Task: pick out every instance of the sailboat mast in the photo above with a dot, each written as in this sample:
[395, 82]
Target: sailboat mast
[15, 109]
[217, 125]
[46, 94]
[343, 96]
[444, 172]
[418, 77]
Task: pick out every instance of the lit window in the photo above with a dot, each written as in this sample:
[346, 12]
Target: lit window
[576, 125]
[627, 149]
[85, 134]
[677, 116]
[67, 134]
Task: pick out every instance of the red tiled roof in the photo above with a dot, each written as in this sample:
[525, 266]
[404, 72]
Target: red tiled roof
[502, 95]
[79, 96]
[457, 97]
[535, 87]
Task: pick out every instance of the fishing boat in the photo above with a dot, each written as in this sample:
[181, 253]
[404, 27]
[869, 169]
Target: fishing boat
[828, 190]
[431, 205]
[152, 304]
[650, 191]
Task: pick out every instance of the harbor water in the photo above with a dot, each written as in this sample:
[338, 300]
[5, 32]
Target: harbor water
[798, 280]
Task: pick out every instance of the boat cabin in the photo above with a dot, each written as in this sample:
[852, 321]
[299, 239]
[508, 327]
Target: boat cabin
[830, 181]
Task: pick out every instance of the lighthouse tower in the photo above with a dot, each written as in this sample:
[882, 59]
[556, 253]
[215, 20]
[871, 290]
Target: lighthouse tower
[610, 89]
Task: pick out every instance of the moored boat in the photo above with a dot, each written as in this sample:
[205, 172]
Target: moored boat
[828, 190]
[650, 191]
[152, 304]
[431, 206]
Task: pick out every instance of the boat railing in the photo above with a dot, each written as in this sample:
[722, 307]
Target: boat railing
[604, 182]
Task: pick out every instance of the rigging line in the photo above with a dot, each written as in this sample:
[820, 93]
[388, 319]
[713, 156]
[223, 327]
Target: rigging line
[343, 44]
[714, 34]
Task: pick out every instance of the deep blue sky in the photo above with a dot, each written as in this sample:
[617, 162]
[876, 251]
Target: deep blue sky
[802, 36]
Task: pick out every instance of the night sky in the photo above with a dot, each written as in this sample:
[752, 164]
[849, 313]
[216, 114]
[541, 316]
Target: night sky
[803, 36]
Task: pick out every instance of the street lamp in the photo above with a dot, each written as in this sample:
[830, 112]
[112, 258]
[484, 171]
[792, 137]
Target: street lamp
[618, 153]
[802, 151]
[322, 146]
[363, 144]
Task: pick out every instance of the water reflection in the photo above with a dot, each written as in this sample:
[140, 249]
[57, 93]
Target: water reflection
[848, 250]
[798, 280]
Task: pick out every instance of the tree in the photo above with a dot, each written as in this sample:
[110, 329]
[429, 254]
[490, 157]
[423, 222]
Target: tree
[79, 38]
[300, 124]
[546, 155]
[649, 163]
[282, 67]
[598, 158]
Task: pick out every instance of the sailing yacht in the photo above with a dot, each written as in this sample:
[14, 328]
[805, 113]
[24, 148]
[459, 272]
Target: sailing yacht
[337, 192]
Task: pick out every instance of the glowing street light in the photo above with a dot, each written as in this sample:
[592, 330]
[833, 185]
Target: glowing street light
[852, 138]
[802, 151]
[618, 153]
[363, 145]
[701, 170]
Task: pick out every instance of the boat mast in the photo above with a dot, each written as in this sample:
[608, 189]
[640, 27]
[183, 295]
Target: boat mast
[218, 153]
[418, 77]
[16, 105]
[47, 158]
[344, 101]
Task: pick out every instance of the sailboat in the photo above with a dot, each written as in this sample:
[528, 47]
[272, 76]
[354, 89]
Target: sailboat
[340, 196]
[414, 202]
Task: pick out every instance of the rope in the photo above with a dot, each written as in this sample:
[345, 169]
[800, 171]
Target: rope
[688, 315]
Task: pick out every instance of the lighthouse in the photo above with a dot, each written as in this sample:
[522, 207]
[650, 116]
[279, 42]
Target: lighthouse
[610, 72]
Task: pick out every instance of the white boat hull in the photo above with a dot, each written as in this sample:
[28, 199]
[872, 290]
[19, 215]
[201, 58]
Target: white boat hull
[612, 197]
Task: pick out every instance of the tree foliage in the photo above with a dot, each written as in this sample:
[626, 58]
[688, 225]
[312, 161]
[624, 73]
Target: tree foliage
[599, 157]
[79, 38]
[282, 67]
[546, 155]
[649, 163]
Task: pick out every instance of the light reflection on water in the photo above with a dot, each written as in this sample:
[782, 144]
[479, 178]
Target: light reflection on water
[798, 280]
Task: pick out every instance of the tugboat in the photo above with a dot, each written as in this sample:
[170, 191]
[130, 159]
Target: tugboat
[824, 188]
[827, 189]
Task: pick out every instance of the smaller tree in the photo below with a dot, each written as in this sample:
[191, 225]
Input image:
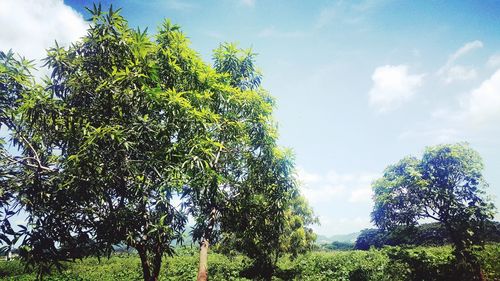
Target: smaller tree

____

## JOB
Rewrite the records from the line containing "Task: pick out every instance of the sailboat in" through the end, replacing "tugboat" with "towboat" and keeping everything else unchanged. Leave the pictures out.

## COMPLETED EXERCISE
Task: pick out every instance of the sailboat in the photo above with a dot, each written as in this sample:
[528, 47]
[272, 76]
[354, 89]
Target: sailboat
[340, 196]
[414, 202]
Task: pick out every instance of the rope in the photo above with a dot, each written as in this sample:
[345, 169]
[800, 171]
Target: rope
[688, 315]
Task: pick out every instance of the lighthouse in the photo above with a dot, each written as in this sample:
[522, 207]
[650, 116]
[279, 42]
Target: lighthouse
[610, 72]
Task: pick out every instance of the white boat hull in the photo above with a dot, each written as in this sample:
[28, 199]
[872, 290]
[19, 215]
[201, 58]
Target: white boat hull
[612, 197]
Task: pick out every instance of the tree foliage in the photo above with a dot, each written as in this sample:
[626, 58]
[688, 225]
[312, 161]
[624, 73]
Target: tree foliage
[599, 157]
[79, 38]
[282, 67]
[546, 155]
[649, 163]
Task: pick out every instance of the light reflection on water in the photo above with a dot, each written as in this sample:
[782, 144]
[479, 178]
Target: light reflection on water
[798, 280]
Task: pick out every instance of the towboat in the photo above with a dot, each written as in this sample:
[170, 191]
[130, 159]
Target: towboat
[824, 188]
[827, 189]
Task: pick out every instance of the smaller tree in the photo below with a dot, each written as in this sample:
[191, 225]
Input image:
Target: smaller tree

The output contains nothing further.